→ Extracted text
Adding tests to the data

A new package datapackage.yaml file will contain a custom.tests lists, which refer to pytest files in the tests/ directory. If a file is absent, this does not throw an error. If a file does exist, it will run the tests as part of validation.

You can put all tests in one file, or split over multiple files by adding to the list. This can be used to make different datapackages use different tests.

script/test will run all tests anyway.

Versioning and publishing

Publishing data and data updates has two steps. Data is 'versioned' and then 'published'.

Versioning

The dataset tool stores and releases different versions to allow data to be updated while not breaking external references to data.

This follows the semver standard where there is a major, minor, and patch component.

e.g. Version 1.1.2 - Major(1), Minor(1.1), Patch(1.1.2).

In the public display, the current latest version for a major (1) or minor (1.1) or just the latest overall ('latest') can be referenced. These can be used to set some safety in how a file is referenced by another script. For instance, locking to the current major version should isolate a downstream script from backwards incompatible changes to the schema until the reference can be tested and updated.

Generally, the rules for when you should update follow the frictionless guide, with some small modifications.

MAJOR version when you make incompatible changes, e.g.

  • Change the data package, resource or field name or identifier
  • Remove or re-order fields
  • Add a new field not at the end of a table (changing existing order).
  • Change a field type or format
  • Change the licence.

MINOR version when you add data or change metadata in a backwards-compatible manner, e.g.

  • Add a new data resource to a data package
  • Add a new field to the end of a table.
  • Add new rows to an existing data resource

PATCH version when you make backwards-compatible fixes, e.g.

  • Correct errors in existing data (hash of table changes, but not column names or row information)
  • Change descriptive metadata properties

This follows the general pattern that before the first major release nothing is stable, and all major changes before v1 can be designated as minor changes.

This can be updated using a similar syntax to the poetry version tool.

dataset version minor -m "Added a new column" - will bump to the next minor version with the associated comment.

The dataset tool can also automatically detect changes and suggest the appropriate bump.

dataset version auto --dry-run - will examine the difference between the current and previous version and determine an appropriate bump rule and message. Omit --dry-run to update for real.

In general, you should not be doing much versioning yourself. Instead, you should modify either the build script or source data and let GitHub Actions do the work of versioning publishing the data. This avoids the problem of different version increments in different branches. If incrementing directly, you should be in the main branch. If dataset validate is happy, it will merge OK.

For automated processes, it can be useful to not allow it to increment a major version. dataset version auto --auto-ban major will cause an error to be raised if a major change is detected. If you actually intend to release a major version, this will then need to be done manually.

The pattern for automated testing is a pair of GitHub Actions:

  • On pushes on non-main branches, and pull requests, run the tests, and dataset version auto --dry-run --auto-ban major. This validates the updates cause no backwards incompatible changes.

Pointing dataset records
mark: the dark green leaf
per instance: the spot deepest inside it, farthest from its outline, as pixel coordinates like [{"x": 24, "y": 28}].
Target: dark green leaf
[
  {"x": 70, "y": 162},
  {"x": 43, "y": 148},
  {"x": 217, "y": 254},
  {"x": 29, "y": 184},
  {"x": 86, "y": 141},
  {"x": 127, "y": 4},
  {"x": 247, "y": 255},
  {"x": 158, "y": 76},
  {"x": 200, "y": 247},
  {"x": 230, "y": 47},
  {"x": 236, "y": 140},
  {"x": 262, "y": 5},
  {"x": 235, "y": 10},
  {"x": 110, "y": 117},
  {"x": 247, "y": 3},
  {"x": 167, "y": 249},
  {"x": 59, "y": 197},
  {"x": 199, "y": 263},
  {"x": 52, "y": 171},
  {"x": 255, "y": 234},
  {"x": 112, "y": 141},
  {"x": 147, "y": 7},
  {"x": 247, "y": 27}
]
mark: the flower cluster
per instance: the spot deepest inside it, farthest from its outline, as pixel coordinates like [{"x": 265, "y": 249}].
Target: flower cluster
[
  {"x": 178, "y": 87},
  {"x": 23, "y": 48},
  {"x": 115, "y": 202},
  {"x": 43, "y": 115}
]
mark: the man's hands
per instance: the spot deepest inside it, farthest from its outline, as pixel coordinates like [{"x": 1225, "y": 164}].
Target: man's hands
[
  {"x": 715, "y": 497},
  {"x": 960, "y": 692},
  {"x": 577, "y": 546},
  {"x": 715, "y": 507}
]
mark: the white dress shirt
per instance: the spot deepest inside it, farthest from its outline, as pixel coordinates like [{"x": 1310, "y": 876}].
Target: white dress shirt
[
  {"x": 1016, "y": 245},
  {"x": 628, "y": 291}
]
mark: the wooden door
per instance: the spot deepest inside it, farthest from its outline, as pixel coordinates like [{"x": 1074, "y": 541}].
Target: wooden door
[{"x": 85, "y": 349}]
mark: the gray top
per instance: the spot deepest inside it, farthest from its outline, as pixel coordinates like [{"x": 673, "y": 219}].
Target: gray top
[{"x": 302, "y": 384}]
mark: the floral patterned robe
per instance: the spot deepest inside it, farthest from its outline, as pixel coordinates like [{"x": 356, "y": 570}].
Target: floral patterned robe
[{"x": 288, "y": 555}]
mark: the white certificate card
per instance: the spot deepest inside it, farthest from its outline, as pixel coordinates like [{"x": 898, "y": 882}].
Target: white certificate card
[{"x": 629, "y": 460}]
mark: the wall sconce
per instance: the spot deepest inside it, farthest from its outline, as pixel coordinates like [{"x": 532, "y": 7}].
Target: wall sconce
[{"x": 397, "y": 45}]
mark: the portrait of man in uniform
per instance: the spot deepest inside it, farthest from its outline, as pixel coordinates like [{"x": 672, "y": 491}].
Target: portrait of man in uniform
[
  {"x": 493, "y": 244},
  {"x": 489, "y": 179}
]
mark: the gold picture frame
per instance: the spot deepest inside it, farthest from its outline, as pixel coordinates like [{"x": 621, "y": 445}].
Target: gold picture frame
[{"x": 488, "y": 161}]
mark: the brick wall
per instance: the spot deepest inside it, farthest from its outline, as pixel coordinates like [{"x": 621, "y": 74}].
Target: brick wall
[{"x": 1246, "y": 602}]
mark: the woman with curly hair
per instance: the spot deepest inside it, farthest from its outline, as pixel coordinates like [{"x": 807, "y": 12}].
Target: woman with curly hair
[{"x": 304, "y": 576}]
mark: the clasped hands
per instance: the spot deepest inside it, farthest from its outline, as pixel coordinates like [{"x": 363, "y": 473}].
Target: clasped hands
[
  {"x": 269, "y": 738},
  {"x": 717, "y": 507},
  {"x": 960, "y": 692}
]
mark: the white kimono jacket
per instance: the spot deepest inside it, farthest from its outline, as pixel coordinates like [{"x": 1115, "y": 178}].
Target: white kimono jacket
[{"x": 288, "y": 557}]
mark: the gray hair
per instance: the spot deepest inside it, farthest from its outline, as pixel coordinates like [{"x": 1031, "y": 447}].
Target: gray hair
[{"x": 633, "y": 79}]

→ Exercise tasks
- 1) Reproduce the passage of the dataset versioning text from "A new package" up to and including "references to data.", word for word.
- 2) Report each line of the records that contains the word "card", matching case exactly.

→ Task solutions
- 1)
A new package datapackage.yaml file will contain a custom.tests lists, which refer to pytest files in the tests/ directory. If a file is absent, this does not throw an error. If a file does exist, it will run the tests as part of validation.

You can put all tests in one file, or split over multiple files by adding to the list. This can be used to make different datapackages use different tests.

script/test will run all tests anyway.

Versioning and publishing

Publishing data and data updates has two steps. Data is 'versioned' and then 'published'.

Versioning

The dataset tool stores and releases different versions to allow data to be updated while not breaking external references to data.

- 2)
mark: the white certificate card
Target: white certificate card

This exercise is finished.